--- Passage for review ---
These methods can be useful for a range of questions about microbe communities.
“It’s a big data challenge,” says Pan, who is now at the University of Oklahoma. A metagenomics sample – combining sequence information from multiple organisms in a community – can generate a terabyte of data, he notes, which could take months or years to process on a small computer cluster. When they combine metagenomics data with metaproteomics data that can include millions of mass spectra, the analysis problem quickly snowballs.
To tackle these problems, Pan and his colleagues have developed scalable algorithms, sorting molecular fragments by organism and reassembling them into coherent sequences. A decade ago, they developed Sipros, an algorithm that assembles soil microbial proteins from the molecule fragments mass spectrometers produce. They use a different algorithm, Disco, to assemble microbial genomes. A third algorithm, Sigma, can quantify the abundance of genomes observed in the metagenomics mixtures.
--- Raw data ---
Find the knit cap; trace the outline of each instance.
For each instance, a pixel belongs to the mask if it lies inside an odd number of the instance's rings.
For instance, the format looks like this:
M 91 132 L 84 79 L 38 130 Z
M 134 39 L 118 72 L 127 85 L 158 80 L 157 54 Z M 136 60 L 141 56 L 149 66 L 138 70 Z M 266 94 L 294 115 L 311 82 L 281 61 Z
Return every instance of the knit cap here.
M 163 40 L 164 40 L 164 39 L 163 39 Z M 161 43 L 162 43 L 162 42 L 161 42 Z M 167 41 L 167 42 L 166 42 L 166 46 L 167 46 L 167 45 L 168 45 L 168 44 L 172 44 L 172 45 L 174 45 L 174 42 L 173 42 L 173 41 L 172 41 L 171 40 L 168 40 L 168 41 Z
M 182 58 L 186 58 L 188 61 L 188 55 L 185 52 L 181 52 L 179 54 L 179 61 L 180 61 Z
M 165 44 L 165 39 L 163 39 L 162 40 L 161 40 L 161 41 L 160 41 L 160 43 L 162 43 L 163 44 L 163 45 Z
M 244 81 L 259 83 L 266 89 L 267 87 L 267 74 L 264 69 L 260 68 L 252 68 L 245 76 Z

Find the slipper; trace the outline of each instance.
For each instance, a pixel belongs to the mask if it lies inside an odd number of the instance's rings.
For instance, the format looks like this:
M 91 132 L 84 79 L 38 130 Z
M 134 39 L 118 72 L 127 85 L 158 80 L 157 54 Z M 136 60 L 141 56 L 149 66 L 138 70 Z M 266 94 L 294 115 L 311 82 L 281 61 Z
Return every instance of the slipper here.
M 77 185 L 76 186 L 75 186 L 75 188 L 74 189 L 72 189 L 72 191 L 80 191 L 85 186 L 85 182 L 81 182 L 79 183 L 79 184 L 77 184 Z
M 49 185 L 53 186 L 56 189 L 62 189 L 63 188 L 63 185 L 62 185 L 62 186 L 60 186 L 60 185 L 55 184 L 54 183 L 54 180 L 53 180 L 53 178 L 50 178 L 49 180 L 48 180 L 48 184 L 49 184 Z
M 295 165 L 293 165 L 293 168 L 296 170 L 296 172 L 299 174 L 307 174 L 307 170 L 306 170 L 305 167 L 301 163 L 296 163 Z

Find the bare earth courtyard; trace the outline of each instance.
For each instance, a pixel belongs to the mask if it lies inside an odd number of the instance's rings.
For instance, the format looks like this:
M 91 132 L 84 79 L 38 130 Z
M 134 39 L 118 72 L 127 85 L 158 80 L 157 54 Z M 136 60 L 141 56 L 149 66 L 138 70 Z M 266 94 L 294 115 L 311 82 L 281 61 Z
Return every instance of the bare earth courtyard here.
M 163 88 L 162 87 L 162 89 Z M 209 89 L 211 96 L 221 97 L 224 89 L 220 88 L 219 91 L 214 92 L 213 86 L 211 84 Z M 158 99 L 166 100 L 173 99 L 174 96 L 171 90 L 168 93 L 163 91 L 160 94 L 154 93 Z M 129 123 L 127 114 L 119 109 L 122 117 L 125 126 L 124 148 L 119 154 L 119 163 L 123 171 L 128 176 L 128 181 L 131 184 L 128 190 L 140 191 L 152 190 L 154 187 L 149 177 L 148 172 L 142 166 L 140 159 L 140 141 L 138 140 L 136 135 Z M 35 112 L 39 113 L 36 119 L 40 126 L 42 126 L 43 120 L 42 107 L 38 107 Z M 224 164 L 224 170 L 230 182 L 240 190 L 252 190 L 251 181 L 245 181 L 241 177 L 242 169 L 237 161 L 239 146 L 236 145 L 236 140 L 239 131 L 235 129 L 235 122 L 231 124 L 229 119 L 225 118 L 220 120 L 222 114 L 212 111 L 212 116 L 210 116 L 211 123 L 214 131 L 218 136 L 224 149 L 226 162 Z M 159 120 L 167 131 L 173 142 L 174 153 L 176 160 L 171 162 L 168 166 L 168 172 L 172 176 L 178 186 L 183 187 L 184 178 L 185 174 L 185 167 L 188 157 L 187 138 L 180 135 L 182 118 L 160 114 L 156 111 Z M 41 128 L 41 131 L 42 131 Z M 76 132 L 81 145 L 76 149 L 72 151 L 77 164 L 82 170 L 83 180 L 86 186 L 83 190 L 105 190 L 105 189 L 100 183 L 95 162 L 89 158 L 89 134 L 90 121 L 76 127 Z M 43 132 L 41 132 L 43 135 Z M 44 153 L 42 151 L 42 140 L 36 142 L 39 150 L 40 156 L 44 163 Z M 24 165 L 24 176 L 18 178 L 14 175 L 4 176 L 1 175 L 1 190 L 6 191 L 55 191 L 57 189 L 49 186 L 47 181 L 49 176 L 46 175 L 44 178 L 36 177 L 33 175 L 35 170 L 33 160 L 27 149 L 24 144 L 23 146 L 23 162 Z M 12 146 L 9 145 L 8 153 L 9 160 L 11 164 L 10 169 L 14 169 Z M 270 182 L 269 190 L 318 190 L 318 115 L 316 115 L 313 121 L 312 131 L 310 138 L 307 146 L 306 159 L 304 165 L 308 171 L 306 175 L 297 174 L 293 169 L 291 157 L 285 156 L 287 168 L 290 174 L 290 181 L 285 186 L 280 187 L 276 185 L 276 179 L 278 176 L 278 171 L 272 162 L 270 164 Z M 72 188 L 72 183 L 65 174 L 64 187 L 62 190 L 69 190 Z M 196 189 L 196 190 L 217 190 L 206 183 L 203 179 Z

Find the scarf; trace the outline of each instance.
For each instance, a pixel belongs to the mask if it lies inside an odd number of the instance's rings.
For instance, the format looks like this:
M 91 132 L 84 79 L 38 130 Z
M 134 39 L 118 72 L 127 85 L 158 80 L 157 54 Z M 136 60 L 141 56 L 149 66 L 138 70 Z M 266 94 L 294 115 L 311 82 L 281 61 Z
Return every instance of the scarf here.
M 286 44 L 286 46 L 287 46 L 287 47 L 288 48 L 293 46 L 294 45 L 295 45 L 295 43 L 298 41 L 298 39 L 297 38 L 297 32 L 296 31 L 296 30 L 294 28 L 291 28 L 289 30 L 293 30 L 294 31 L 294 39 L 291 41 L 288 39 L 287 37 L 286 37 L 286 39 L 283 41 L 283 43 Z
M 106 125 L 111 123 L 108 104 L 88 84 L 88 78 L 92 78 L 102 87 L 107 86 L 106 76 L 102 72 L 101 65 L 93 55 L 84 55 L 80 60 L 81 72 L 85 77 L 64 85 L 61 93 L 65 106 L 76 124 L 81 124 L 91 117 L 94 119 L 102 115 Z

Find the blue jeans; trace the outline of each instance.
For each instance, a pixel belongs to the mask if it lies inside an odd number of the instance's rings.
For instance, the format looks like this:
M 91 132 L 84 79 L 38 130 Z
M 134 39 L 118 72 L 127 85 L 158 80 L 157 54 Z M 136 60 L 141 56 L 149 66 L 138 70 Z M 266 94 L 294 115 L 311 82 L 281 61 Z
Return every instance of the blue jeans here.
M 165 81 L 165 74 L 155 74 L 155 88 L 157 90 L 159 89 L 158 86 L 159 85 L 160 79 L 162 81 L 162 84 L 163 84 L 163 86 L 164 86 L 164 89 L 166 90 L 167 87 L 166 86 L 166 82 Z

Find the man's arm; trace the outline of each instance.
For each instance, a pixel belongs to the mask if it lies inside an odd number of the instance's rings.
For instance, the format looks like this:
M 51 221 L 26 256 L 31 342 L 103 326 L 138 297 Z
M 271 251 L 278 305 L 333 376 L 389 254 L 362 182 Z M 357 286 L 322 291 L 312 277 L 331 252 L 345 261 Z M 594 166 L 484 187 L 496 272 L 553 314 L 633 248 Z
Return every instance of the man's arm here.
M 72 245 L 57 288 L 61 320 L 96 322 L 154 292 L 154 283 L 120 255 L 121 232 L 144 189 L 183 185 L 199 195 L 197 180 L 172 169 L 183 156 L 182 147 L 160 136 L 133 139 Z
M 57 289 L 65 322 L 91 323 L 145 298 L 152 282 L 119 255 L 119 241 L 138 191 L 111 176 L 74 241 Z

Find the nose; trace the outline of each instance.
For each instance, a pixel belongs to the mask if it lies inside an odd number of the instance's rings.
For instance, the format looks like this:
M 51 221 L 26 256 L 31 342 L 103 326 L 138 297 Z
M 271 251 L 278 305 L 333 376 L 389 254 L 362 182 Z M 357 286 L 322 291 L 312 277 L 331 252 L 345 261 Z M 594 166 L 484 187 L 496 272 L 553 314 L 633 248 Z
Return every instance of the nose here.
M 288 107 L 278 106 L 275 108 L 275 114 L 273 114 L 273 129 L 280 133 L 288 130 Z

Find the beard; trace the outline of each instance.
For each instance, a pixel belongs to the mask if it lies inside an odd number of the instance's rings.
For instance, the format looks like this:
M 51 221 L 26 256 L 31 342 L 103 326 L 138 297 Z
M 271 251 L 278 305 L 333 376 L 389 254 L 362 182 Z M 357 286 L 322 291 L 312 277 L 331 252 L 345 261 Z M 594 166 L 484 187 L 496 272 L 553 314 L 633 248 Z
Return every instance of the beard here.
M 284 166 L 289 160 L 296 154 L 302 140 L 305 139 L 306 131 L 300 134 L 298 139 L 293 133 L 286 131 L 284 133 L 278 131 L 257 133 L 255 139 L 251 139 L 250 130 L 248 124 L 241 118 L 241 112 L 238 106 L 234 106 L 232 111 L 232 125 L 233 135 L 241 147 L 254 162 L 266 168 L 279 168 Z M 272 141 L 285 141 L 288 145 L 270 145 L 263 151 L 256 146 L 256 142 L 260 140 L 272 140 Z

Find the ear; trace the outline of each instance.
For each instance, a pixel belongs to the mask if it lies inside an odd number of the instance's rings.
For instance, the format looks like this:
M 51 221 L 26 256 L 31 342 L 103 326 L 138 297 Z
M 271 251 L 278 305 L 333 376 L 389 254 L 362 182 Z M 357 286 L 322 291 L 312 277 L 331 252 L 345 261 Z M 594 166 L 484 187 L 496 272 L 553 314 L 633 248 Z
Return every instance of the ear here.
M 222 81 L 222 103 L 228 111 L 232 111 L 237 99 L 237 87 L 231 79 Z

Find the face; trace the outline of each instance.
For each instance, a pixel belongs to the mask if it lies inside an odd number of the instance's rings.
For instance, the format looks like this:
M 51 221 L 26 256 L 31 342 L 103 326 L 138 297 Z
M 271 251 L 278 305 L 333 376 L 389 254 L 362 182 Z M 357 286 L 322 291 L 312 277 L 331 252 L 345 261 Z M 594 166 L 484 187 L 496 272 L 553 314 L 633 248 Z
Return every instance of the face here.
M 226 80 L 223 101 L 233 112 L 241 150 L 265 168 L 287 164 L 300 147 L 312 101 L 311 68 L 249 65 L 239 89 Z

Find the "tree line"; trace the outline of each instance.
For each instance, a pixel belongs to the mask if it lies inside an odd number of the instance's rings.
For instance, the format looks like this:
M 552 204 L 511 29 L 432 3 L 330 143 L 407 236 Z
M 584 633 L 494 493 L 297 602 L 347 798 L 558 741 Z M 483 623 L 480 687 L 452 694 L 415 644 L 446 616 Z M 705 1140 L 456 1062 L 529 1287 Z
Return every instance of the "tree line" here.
---
> Problem to work on:
Substitute "microbial communities" for "microbe communities" in the text on microbial data analysis, and give it again from "These methods can" up to and including "problem quickly snowballs.". Rely solely on the text on microbial data analysis.

> Exercise output:
These methods can be useful for a range of questions about microbial communities.
“It’s a big data challenge,” says Pan, who is now at the University of Oklahoma. A metagenomics sample – combining sequence information from multiple organisms in a community – can generate a terabyte of data, he notes, which could take months or years to process on a small computer cluster. When they combine metagenomics data with metaproteomics data that can include millions of mass spectra, the analysis problem quickly snowballs.